INFORMATION PROVIDED:
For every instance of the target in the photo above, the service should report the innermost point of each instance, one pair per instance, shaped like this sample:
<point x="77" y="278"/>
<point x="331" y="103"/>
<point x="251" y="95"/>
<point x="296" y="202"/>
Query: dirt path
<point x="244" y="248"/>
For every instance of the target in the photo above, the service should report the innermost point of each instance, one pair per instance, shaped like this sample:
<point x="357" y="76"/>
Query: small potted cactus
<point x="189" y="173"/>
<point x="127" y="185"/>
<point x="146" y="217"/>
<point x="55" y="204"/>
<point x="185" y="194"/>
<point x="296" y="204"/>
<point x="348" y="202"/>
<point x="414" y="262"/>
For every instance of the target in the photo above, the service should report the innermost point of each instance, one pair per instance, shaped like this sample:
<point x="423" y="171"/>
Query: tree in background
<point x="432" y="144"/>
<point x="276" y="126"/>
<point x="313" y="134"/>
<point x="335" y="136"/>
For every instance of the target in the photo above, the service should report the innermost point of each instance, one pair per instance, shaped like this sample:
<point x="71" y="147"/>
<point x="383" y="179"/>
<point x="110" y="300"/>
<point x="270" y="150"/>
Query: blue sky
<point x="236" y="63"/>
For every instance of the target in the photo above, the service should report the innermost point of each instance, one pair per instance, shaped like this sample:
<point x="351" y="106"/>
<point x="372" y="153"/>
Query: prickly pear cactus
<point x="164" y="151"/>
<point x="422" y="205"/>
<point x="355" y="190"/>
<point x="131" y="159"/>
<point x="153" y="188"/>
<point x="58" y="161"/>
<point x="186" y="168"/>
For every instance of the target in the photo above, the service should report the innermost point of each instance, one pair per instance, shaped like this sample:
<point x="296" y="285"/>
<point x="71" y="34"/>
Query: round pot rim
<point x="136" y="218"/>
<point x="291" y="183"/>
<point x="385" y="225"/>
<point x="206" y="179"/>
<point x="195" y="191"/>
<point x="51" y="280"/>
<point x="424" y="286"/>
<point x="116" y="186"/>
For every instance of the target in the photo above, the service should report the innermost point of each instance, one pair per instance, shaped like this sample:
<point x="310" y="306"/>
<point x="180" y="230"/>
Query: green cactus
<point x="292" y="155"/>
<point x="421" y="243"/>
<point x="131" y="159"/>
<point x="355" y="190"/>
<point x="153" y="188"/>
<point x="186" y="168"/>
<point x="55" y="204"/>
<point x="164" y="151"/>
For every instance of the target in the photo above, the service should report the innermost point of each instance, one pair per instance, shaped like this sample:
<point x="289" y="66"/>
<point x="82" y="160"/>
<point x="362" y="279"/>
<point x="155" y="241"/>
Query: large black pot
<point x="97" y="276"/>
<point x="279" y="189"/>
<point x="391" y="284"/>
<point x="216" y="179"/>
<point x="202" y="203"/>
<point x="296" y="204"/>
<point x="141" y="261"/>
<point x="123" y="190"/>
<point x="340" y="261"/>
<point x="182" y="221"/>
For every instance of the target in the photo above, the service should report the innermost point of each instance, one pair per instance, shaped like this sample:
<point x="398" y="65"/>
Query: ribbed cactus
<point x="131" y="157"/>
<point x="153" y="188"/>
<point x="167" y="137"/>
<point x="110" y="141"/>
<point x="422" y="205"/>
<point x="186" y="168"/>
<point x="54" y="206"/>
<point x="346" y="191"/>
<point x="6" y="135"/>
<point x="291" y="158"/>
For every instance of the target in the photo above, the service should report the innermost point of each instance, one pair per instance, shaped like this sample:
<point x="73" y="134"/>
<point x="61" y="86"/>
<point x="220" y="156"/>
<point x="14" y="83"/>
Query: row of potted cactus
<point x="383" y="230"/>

EXERCISE REQUIREMENTS:
Show every line of the items above that contains the string "cactus", reproducing each line in full. Case counts.

FINISHED ANSWER:
Query: small potted cactus
Query: prickly pear cactus
Query: green cactus
Query: ribbed cactus
Query: row of potted cactus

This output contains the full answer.